SELECTION:
=-=-=
They are stunning!! Were you looking at a horse when you were sketching them or a photo? Or were you just picturing the horse in your head? they are brill!!!


----------



## tinyliny (Oct 31, 2009)

I was referencing photos.


----------



## xXRubyXx (Jun 23, 2013)

They're beautiful!


----------



## XprincessX (Jun 22, 2013)

tinyliny said:


> this is the best one, IMO:


omg these are amazing, great work


----------



## Nibblesforlife (Feb 27, 2013)

Wow your art ork is beautiful


----------



## Equineheart223 (Jul 2, 2013)

These look great tiny! Your sketches are really full of action and movement! Keep up the good work! Do you by any chance have an etsy account?


----------



## ladyicon (Mar 13, 2012)

You are very talented. I wish I could do that.


----------



## laurachristine (Sep 24, 2012)

I LOVE your style, very casual but all of the strokes are so well placed I just love them all


----------



## Godgirl (Jul 11, 2013)

Love it!


----------



## candice and mateo (Mar 4, 2011)

*Finally got it framed!!!*

Tiny, thank you so much for this amazing piece of work!!! its beautiful!!!!


----------



## autumnheart (Mar 12, 2012)

These are really good, amazing, actually! I'm jealous! I'm very into art but could not draw a horse to save my life.


----------



## tinyliny (Oct 31, 2009)

*Babies! (human, this time)*

this is a sketch for a commision I will do. babies are very hard to do because of their proportions; very different from adults. I am not so familiar with the use of conte crayon on gray paper but I think I might like this medium. the paper is actually gray, not blue. it is the low lgiht for the photograph that makes it look blue.
=-=-=
DATA SHOWN:
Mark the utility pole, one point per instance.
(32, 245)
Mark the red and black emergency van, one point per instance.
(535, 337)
=-=-=
SET PROBLEM: Copy the part of the forum thread that opens with "## Nibblesforlife (Feb" and closes with "an etsy account?", putting "drawings" wherever "sketches" appears.

WRITTEN RESPONSE:
## Nibblesforlife (Feb 27, 2013)

Wow your art ork is beautiful


----------



## Equineheart223 (Jul 2, 2013)

These look great tiny! Your drawings are really full of action and movement! Keep up the good work! Do you by any chance have an etsy account?